Request: Rewrite the items below, putting "most central" wherever "innermost" occurs and leaving every other part untouched.

Information shown:
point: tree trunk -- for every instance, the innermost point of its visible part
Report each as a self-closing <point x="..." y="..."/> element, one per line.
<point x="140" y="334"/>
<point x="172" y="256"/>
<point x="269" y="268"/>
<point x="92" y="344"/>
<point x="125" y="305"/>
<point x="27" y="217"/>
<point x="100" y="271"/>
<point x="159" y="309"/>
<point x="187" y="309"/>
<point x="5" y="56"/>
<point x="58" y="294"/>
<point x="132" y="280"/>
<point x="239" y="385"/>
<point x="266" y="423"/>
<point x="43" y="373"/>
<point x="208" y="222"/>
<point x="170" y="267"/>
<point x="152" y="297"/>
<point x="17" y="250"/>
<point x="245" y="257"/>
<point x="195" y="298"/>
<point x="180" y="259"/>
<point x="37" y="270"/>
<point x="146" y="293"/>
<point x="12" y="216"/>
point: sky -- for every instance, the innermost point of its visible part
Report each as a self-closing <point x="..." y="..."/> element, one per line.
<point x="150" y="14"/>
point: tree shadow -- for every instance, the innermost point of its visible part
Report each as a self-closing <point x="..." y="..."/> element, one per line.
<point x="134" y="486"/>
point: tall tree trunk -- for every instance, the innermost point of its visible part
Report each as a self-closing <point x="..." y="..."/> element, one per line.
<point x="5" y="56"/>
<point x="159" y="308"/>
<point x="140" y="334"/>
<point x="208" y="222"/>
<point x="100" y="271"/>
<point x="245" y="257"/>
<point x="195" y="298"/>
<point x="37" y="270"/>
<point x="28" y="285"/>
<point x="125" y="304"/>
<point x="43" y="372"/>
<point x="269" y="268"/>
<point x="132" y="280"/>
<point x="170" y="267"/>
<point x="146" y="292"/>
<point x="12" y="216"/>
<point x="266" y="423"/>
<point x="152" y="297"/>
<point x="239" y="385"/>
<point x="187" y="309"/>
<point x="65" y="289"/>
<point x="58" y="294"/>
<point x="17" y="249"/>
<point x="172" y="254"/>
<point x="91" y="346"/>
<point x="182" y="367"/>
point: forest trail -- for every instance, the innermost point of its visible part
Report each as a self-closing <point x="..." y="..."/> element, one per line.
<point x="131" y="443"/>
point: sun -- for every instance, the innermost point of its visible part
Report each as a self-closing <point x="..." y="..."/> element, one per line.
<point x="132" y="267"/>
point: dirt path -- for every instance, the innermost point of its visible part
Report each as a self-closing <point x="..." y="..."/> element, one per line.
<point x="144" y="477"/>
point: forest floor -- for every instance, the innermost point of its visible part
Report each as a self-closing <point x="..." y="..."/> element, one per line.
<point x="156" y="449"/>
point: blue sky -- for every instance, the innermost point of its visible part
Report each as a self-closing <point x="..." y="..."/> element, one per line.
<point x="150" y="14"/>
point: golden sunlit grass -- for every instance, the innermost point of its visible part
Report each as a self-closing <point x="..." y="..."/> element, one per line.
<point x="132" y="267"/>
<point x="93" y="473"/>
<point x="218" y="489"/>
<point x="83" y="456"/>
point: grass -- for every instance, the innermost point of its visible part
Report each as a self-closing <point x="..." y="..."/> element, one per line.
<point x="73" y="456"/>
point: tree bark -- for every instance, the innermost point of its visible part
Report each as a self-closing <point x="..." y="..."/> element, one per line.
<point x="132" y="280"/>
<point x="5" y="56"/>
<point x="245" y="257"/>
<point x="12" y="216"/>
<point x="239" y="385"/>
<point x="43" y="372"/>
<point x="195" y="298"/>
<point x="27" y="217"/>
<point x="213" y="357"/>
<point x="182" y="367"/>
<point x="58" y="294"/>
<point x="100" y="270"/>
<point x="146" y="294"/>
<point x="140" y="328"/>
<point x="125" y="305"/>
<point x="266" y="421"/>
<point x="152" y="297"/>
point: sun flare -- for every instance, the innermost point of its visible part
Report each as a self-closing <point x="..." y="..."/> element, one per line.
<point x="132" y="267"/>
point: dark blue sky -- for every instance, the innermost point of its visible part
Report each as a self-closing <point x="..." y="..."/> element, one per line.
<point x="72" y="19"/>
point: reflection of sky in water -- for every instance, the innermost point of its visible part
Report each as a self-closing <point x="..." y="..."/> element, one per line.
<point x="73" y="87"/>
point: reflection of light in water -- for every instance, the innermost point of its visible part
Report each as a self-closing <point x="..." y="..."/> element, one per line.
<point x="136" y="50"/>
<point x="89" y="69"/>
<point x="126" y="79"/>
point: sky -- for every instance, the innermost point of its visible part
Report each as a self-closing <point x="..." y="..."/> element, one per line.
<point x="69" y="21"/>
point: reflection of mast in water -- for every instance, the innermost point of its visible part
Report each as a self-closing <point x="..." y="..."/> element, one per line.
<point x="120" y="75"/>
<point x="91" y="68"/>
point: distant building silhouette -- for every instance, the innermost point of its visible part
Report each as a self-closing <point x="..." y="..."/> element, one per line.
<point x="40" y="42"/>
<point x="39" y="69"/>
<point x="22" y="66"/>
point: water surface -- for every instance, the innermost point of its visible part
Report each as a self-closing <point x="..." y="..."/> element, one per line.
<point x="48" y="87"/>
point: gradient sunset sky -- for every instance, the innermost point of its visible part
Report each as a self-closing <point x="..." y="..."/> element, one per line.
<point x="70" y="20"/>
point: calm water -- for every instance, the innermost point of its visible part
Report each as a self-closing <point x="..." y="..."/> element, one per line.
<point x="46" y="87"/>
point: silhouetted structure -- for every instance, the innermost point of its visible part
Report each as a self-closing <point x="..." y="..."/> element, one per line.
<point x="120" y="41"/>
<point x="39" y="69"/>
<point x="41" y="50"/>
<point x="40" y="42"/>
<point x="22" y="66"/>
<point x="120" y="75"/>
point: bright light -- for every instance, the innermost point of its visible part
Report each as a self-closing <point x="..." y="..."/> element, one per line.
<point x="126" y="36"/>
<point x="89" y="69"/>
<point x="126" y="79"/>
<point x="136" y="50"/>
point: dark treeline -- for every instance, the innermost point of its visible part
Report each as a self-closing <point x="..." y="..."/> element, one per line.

Expected output:
point: tree trunk -- for every instance, the most central point of its visible part
Report each as a self-closing <point x="..." y="..."/> element, one per line.
<point x="140" y="334"/>
<point x="172" y="256"/>
<point x="269" y="268"/>
<point x="92" y="344"/>
<point x="125" y="305"/>
<point x="27" y="217"/>
<point x="100" y="271"/>
<point x="159" y="309"/>
<point x="187" y="309"/>
<point x="5" y="56"/>
<point x="58" y="294"/>
<point x="132" y="280"/>
<point x="239" y="385"/>
<point x="266" y="423"/>
<point x="43" y="373"/>
<point x="208" y="222"/>
<point x="170" y="267"/>
<point x="152" y="297"/>
<point x="17" y="250"/>
<point x="245" y="257"/>
<point x="195" y="298"/>
<point x="180" y="259"/>
<point x="37" y="270"/>
<point x="146" y="293"/>
<point x="12" y="216"/>
point: sky -- for every instance, the most central point of its visible part
Report each as a self-closing <point x="..." y="..."/> element, one per line.
<point x="150" y="14"/>
point: tree shadow -- for every instance, the most central point of its visible part
Report each as a self-closing <point x="..." y="..."/> element, one per line.
<point x="134" y="486"/>
point: tall tree trunk -- for every instance, the most central point of its visible part
Report each as a self-closing <point x="..." y="..."/> element, one per line.
<point x="5" y="56"/>
<point x="159" y="308"/>
<point x="140" y="334"/>
<point x="208" y="222"/>
<point x="100" y="271"/>
<point x="245" y="257"/>
<point x="195" y="298"/>
<point x="37" y="270"/>
<point x="28" y="285"/>
<point x="125" y="304"/>
<point x="43" y="372"/>
<point x="269" y="268"/>
<point x="132" y="280"/>
<point x="170" y="267"/>
<point x="146" y="292"/>
<point x="12" y="216"/>
<point x="266" y="423"/>
<point x="152" y="297"/>
<point x="239" y="385"/>
<point x="187" y="309"/>
<point x="65" y="289"/>
<point x="58" y="294"/>
<point x="17" y="249"/>
<point x="172" y="254"/>
<point x="91" y="346"/>
<point x="182" y="367"/>
point: forest trail -- for every instance, the most central point of its visible part
Report each as a self-closing <point x="..." y="..."/> element, one per line.
<point x="131" y="443"/>
point: sun -- for every instance, the most central point of its visible part
Report each as a self-closing <point x="..." y="..."/> element, one per line.
<point x="132" y="267"/>
point: dirt path -- for every instance, the most central point of its visible part
Report each as a self-closing <point x="..." y="..."/> element, one per line.
<point x="144" y="477"/>
point: forest floor -- for every instance, the most central point of its visible part
Report each as a self-closing <point x="..." y="..."/> element, one per line.
<point x="156" y="449"/>
point: blue sky -- for every instance, the most central point of its visible part
Report each as a self-closing <point x="..." y="..."/> element, one per line.
<point x="150" y="14"/>
point: golden sunlit grass -- for every instance, the most central point of its visible part
Report each as a self-closing <point x="..." y="..."/> element, one per line.
<point x="132" y="267"/>
<point x="93" y="473"/>
<point x="218" y="489"/>
<point x="83" y="456"/>
point: grass -- for every instance, the most central point of its visible part
Report each as a self-closing <point x="..." y="..."/> element, one per line.
<point x="73" y="456"/>
point: tree bark -- for every instance, the most central point of its visible part
Report each as a self-closing <point x="..." y="..."/> element, one per line.
<point x="132" y="280"/>
<point x="5" y="56"/>
<point x="245" y="257"/>
<point x="12" y="216"/>
<point x="239" y="385"/>
<point x="43" y="372"/>
<point x="195" y="298"/>
<point x="27" y="217"/>
<point x="213" y="357"/>
<point x="182" y="367"/>
<point x="58" y="294"/>
<point x="100" y="270"/>
<point x="146" y="294"/>
<point x="140" y="328"/>
<point x="125" y="305"/>
<point x="266" y="421"/>
<point x="152" y="297"/>
point: sun flare -- for every instance, the most central point of its visible part
Report each as a self-closing <point x="..." y="..."/> element, one per line.
<point x="132" y="267"/>
point: dark blue sky -- for every instance, the most central point of its visible part
Report each as a self-closing <point x="..." y="..."/> element, one per line.
<point x="72" y="19"/>
point: reflection of sky in water -- for every instance, the most central point of its visible part
Report each as a self-closing <point x="..." y="..."/> element, one per line.
<point x="73" y="87"/>
point: reflection of light in water -- for every instance, the most central point of its visible part
Report each as a self-closing <point x="..." y="..."/> element, one per line.
<point x="136" y="50"/>
<point x="89" y="69"/>
<point x="126" y="79"/>
point: sky -- for every instance, the most central point of its visible part
Report each as a self-closing <point x="..." y="..."/> element, one per line.
<point x="69" y="21"/>
point: reflection of mast in water -- for every instance, the most central point of its visible part
Report each as a self-closing <point x="..." y="..."/> element, one per line.
<point x="120" y="75"/>
<point x="91" y="68"/>
point: distant building silhouette -- for every instance, the most central point of its visible part
Report each as a self-closing <point x="..." y="..."/> element, one per line.
<point x="40" y="42"/>
<point x="39" y="69"/>
<point x="22" y="66"/>
point: water surface -- for every instance, the most central point of its visible part
Report each as a self-closing <point x="..." y="..."/> element, one per line.
<point x="48" y="87"/>
point: gradient sunset sky -- for every instance, the most central point of its visible part
Report each as a self-closing <point x="..." y="..."/> element, one per line.
<point x="70" y="20"/>
point: calm water -- for every instance, the most central point of its visible part
Report each as a self-closing <point x="..." y="..."/> element, one per line.
<point x="46" y="87"/>
point: silhouetted structure -- for every instance, the most central point of its visible part
Report each as a self-closing <point x="..." y="..."/> element, one per line.
<point x="120" y="41"/>
<point x="39" y="69"/>
<point x="41" y="50"/>
<point x="40" y="42"/>
<point x="22" y="66"/>
<point x="120" y="75"/>
point: bright light -- for every instance, the most central point of its visible part
Report each as a self-closing <point x="..." y="..."/> element, one per line.
<point x="126" y="36"/>
<point x="89" y="69"/>
<point x="126" y="79"/>
<point x="136" y="50"/>
point: dark treeline -- for every instance, the most central point of its visible part
Report each as a self-closing <point x="..." y="..."/> element, one per line.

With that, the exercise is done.